Start of Exercise material

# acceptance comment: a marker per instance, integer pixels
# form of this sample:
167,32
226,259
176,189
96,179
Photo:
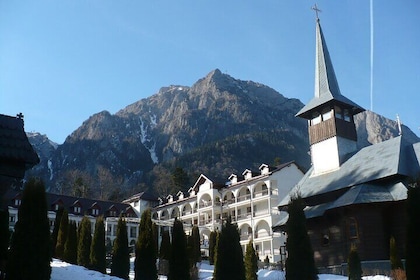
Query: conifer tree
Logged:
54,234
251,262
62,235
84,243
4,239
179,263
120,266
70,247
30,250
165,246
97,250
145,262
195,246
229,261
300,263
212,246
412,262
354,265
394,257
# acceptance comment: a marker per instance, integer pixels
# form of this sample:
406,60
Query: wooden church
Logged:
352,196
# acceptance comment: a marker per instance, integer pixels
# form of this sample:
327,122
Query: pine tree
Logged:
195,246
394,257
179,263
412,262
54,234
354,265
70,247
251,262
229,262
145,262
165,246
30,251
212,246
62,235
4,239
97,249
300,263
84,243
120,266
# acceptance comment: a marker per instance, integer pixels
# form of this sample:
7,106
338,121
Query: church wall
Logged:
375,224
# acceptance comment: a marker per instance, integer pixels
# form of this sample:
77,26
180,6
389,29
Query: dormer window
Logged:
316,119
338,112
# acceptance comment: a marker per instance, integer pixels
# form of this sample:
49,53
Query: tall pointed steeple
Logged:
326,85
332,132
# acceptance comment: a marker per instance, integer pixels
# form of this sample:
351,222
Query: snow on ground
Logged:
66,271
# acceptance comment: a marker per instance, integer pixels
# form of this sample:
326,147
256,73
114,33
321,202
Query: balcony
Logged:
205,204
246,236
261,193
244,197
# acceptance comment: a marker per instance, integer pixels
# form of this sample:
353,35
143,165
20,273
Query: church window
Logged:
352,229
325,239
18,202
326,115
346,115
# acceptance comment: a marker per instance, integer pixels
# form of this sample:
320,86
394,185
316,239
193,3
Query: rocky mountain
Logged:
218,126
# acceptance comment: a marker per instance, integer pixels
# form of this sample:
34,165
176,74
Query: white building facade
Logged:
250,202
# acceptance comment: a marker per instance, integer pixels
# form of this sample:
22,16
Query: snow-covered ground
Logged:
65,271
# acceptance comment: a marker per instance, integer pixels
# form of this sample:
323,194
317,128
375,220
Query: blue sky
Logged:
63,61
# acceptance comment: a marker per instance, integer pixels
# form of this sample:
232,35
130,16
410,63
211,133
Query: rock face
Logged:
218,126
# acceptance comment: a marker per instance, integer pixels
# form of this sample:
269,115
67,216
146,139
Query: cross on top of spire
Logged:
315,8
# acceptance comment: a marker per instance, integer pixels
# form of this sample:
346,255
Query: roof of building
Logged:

End of Exercise material

[Problem]
Your answer must be the number of lines above that contain the word "church", stated alone.

[Exercise response]
3